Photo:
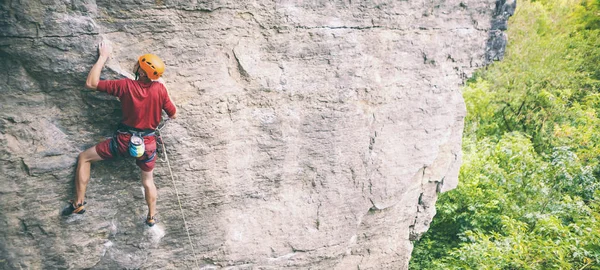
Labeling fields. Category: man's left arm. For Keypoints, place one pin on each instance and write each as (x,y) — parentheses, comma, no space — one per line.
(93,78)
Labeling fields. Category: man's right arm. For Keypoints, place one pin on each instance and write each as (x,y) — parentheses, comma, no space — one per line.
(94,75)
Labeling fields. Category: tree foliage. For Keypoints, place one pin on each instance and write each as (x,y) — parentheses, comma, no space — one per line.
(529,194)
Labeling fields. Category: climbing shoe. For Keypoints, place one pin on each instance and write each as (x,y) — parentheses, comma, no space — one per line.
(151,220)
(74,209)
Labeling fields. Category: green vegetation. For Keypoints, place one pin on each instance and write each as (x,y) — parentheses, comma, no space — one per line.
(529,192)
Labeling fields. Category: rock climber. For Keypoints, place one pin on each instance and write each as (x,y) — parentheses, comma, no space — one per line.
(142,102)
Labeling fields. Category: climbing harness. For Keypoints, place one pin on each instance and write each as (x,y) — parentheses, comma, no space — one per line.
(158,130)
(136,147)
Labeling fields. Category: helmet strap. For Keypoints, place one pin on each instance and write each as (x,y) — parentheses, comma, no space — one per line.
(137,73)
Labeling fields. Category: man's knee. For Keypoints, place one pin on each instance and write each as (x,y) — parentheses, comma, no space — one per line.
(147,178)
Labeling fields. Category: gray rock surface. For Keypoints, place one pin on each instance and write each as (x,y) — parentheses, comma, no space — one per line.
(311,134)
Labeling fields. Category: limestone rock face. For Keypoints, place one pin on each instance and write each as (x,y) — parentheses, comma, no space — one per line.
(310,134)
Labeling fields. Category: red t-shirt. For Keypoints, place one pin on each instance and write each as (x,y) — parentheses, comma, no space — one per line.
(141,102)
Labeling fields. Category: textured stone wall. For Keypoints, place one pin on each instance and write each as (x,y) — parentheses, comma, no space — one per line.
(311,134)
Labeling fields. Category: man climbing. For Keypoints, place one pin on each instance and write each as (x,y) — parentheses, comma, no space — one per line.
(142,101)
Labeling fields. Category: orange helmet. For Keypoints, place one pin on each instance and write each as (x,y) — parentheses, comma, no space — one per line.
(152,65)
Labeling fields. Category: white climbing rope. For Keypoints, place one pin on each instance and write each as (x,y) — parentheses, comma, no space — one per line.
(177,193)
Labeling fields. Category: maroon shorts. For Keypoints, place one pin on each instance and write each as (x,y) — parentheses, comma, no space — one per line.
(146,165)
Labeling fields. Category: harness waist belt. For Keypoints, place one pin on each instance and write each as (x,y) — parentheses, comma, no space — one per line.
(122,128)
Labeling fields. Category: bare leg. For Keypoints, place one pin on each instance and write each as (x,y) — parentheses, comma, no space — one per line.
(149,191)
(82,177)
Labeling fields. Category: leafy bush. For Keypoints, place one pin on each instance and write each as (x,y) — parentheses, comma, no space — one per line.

* * *

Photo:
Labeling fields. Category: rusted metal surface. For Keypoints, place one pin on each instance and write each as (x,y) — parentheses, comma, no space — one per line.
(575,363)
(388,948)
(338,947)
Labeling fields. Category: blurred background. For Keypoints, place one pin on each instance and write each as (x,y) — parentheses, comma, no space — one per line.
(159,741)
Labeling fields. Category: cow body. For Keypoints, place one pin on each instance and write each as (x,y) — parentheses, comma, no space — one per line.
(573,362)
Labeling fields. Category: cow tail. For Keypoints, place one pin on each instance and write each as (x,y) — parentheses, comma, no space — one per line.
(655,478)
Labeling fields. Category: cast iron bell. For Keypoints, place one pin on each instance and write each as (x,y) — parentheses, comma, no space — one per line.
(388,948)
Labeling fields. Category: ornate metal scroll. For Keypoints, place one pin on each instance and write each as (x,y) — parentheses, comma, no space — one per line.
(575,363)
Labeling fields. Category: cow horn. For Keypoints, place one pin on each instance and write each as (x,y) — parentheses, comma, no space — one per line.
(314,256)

* * *

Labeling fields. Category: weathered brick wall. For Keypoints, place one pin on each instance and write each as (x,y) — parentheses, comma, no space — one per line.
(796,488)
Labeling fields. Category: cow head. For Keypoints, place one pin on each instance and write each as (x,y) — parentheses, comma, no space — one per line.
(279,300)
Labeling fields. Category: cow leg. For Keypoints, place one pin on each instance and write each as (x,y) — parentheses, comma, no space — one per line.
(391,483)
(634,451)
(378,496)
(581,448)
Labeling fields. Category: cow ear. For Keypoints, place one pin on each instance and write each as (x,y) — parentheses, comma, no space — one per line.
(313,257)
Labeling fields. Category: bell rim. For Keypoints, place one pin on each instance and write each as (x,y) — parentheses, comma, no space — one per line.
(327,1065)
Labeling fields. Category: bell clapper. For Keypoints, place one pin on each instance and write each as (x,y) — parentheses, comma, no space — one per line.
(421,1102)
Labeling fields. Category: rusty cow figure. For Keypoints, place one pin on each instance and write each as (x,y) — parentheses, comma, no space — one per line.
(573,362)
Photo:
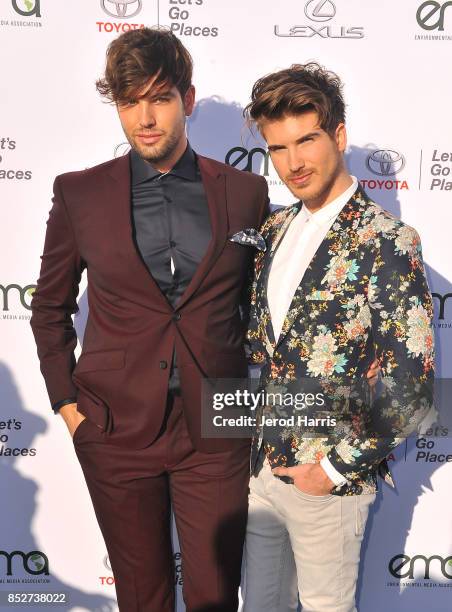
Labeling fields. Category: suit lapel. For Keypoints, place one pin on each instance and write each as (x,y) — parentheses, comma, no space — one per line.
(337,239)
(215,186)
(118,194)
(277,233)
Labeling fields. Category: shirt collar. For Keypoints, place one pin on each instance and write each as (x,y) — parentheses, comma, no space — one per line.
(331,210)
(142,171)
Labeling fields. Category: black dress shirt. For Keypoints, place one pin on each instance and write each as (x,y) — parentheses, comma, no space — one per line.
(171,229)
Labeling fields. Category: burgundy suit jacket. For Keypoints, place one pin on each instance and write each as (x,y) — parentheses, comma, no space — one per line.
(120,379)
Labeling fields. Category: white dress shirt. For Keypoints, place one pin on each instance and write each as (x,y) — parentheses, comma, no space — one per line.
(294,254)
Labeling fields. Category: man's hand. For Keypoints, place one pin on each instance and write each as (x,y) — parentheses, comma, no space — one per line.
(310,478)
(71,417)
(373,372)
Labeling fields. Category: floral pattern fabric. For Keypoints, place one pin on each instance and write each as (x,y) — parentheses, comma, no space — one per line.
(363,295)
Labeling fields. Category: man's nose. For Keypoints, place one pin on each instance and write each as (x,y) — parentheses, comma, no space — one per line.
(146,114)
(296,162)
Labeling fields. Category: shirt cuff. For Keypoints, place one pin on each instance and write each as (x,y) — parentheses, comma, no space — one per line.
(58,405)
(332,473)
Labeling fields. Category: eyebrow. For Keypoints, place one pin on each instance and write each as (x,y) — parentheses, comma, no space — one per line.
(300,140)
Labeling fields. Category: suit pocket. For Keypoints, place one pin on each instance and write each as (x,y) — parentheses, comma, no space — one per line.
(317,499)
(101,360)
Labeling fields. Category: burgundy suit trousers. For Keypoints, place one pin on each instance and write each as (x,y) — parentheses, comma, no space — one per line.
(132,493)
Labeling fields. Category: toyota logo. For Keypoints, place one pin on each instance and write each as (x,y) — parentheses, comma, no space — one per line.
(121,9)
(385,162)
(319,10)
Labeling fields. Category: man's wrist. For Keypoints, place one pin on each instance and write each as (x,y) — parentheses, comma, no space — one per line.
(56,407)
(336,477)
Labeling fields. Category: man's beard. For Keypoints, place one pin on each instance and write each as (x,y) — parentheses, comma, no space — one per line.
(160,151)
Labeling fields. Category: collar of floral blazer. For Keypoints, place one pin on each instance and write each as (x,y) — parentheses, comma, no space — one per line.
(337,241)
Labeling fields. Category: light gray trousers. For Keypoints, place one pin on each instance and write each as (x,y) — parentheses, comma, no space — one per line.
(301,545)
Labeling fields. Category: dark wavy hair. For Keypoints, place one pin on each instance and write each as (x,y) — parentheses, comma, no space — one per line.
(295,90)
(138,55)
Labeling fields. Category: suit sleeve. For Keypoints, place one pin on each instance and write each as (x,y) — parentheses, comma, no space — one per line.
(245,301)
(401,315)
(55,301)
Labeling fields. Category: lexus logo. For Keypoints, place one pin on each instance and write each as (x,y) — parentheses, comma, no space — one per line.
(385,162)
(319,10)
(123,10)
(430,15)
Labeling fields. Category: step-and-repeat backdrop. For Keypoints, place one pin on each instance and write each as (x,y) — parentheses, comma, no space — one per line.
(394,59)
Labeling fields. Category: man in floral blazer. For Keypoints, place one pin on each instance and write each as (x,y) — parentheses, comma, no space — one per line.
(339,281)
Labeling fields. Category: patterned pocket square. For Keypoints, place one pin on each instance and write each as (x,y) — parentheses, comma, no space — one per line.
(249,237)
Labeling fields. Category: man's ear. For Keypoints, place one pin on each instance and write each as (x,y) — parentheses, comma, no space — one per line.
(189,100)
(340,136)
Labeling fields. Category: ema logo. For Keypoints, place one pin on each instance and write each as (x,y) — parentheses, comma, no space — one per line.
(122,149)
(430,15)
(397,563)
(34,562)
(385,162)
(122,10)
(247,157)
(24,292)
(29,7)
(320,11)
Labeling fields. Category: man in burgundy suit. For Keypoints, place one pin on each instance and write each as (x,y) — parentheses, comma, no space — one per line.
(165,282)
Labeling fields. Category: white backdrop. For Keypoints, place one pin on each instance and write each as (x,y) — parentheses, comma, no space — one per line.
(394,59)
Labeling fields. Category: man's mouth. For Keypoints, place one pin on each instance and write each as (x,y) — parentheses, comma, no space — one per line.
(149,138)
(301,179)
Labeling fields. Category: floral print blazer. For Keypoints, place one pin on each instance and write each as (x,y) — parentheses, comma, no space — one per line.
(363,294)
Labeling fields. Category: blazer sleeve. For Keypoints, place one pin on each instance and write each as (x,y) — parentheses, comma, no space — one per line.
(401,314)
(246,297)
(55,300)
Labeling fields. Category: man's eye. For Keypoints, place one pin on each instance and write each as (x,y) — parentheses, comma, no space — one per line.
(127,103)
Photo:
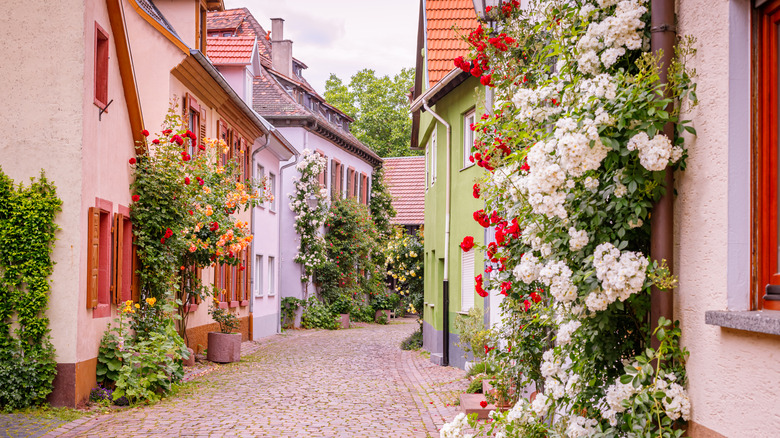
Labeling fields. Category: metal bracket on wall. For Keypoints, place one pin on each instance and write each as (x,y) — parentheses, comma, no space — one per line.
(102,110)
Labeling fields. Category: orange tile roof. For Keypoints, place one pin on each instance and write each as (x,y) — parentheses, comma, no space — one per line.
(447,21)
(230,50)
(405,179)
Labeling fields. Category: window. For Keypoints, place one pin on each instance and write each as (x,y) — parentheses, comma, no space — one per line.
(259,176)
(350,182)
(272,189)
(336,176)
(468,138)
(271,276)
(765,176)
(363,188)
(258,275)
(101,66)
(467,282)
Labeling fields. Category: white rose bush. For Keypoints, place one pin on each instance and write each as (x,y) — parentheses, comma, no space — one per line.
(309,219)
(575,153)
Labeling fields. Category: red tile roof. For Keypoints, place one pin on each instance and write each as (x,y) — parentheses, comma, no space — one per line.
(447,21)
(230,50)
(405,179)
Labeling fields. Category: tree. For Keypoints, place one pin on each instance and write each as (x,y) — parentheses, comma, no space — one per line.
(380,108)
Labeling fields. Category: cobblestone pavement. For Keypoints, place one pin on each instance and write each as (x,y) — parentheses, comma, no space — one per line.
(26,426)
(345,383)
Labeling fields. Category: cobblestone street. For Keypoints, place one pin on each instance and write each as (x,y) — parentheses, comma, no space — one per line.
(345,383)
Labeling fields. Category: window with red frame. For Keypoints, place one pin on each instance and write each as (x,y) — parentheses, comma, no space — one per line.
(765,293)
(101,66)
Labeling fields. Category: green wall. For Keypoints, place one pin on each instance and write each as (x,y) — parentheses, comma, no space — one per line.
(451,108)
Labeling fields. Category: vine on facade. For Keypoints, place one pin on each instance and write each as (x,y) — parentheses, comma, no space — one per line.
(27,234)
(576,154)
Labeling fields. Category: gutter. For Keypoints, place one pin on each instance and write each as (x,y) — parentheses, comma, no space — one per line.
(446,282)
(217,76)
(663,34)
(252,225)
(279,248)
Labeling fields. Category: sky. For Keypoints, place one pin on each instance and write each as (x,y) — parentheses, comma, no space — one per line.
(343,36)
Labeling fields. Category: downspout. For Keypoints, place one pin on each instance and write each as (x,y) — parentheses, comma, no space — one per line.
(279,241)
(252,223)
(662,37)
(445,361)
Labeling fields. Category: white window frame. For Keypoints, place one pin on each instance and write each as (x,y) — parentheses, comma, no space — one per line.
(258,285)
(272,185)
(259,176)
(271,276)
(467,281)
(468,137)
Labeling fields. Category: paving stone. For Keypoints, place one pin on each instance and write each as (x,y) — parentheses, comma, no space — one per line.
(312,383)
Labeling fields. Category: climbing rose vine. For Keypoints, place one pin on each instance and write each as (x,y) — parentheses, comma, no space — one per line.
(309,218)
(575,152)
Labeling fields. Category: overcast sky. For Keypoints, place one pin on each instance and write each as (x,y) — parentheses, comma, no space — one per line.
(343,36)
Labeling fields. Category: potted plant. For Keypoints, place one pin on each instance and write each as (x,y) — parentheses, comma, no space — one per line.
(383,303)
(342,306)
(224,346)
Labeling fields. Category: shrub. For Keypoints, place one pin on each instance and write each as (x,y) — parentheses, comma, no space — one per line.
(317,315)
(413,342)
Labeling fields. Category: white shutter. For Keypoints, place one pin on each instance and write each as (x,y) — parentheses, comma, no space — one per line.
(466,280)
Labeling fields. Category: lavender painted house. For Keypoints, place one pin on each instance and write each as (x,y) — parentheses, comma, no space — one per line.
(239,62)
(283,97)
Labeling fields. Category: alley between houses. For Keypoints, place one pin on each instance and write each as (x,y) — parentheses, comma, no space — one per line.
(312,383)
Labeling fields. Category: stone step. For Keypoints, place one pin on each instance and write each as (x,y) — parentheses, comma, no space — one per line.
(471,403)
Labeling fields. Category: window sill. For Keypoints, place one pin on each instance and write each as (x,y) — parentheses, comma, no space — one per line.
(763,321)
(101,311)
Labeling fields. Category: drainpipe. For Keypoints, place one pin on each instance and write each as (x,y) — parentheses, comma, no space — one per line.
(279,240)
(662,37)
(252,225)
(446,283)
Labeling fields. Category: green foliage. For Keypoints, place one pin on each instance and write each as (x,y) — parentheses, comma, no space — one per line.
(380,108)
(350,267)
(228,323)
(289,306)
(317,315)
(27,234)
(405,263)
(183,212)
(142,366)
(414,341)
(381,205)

=== EXERCISE ===
Beginning at the line with "Labeling fields. Category: white climbing" and ending at the line with "Labeling fields. Category: leafy", reproduce each line of the data above exactly, and add no other lines.

=== REPLY ===
Labeling fields. Category: white climbing rope. For Keypoints, place one pin on each instance and write each as (x,y) — parentheses, comma, no space — one per line.
(177,193)
Labeling fields. Category: maroon shorts. For Keypoints, place one pin on each instance and write each as (x,y) — parentheses, comma, no space — one per line.
(146,165)
Labeling fields. Category: harness waist belt. For Keypoints, place one pin on each instance and write each as (x,y) — parentheses, comma, no space — one per line.
(122,128)
Labeling fields. Category: bare leg. For Keypoints, place one pin on each instance and write each as (x,y) — parentheses, comma, no space — one per line.
(149,191)
(82,177)
Labeling fields. Category: leafy bush. For Keypoints, place one pin on each instance and write each as (x,y) — parentheses, comma, no space — one per line.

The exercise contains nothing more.